*SUPPLIED TEXT*

━━━━━━━━━━━━━━━━━━━━

Ever the martyr, you were saved from the Edwards campaign.  Don’t ever mention it again and neither will anybody else.  It’s like your badge of honor, give it a rest already.

Jesus. Why haven’t you killed yourself yet?

Comment #41: Dan, Grand High Emperor of Bananas Foster  on  07/02  at  10:00 PM

I wonder if the anonymity afforded by the internet isn’t contributing in some way?  I only wonder this because I have noticed that in comments sections on newsites, the unemployed tend to congregate on stories about the various (so far failed) votes to extend them.  And there always seems to be people who are actually drawn there to post really malicious things like “good, now you lazy people can stop living off of my tax dollars and get a job at McDonalds”.  Really crude stuff.  I think that’s pretty sick.

If anonymity allows you to act out on your most depraved feelings of cruelty, can that become a habit?  Can it make cruelty seem like a more natural state?  I really don’t know, but I do also wonder if it has helped the cons to mainstream their cruelty, which I feel strongly they have been able to pull off.  It’s so fucked up that I don’t really know what to do with some of the stuff I see and hear.

Comment #42: JennyLI  on  07/02  at  10:06 PM

Well, after the Breitbart incident and reading Mel Gibson’s most recent vitriolic spew towards his ex-wife, it would be hard to make any kind of credible argument that conservatives aren’t getting more sadistic. After 20 years of hate radio and 15+ years of hate news, it’s not surprising that the level of sheer meanness has grown as conservatives have had experts like Rush Limbaugh provide them with lots of fairy tales about how liberals are ruining the mythical conservative paradise that never existed. I’ve never understood why conservatives are so eager to see people suffer, even if the means to that suffering will hurt them too. It’s a mentality that just doesn’t make sense.

Comment #43: Slackajawea  on  07/02  at  10:07 PM

Oh Jesus, Mel Gibson.  That frigging animal.  Can you imagine any woman ever watching one of his movies where he stars as a romantic lead again?  I would seriously puke.

Comment #44: JennyLI  on  07/02  at  10:10 PM

“Jesus. Why haven’t you killed yourself yet?”

KaNewt, I hear setting yourself on fire is all the rage these days.  Just because Drudge didn’t take that good advice, doesn’t mean you can’t…

Comment #45: MikeEss  on  07/02  at  10:12 PM

@Evan@29: 

Good points, all.  However, the fact that Rand Paul or Angle or Bachmann or any of the rest of the nuts can say things like “the unemployed are just lazy” or “the earth is 6000 years old” or any other utter nonsense AND NOT BE CHALLENGED ON IT or LAUGHED OFF THE STAGE is primarily a function of the normalization of the “50-50” stance that you mentioned and that the MSM has promoted.  But I would argue that they use this stance largely out of fear of the RW noise machine.

━━━━━━━━━━━━━━━━━━━━

*GIVEN DATA*
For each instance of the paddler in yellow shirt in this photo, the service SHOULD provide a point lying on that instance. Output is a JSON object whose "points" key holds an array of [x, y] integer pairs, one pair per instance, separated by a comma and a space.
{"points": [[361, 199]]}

━━━━━━━━━━━━━━━━━━━━

*PROBLEMS AND TASKS*
• 1. In the comment thread, how many years of hate radio does the comment mentioning the Breitbart incident cite?
• 2. For each statement below, say whether it agrees with the comment thread, and quote the words that decide it.
(a) The unemployed tend to gather in the comments on stories about votes to extend them.
(b) Rush Limbaugh is described as providing conservatives with fairy tales about liberals.
(c) The writer who asks whether anonymity can make cruelty a habit says they know the answer for certain.
• 3. Print the stretch of the comment thread from "Well, after the" through "doesn’t make sense.".

*ANSWERS TO THE TASKS*
• 1. 20 years.

• 2.
(a) Yes: "the unemployed tend to congregate on stories about the various (so far failed) votes to extend them."
(b) Yes: "experts like Rush Limbaugh provide them with lots of fairy tales about how liberals are ruining the mythical conservative paradise that never existed."
(c) No: "I really don’t know."

• 3.
Well, after the Breitbart incident and reading Mel Gibson’s most recent vitriolic spew towards his ex-wife, it would be hard to make any kind of credible argument that conservatives aren’t getting more sadistic. After 20 years of hate radio and 15+ years of hate news, it’s not surprising that the level of sheer meanness has grown as conservatives have had experts like Rush Limbaugh provide them with lots of fairy tales about how liberals are ruining the mythical conservative paradise that never existed. I’ve never understood why conservatives are so eager to see people suffer, even if the means to that suffering will hurt them too. It’s a mentality that just doesn’t make sense.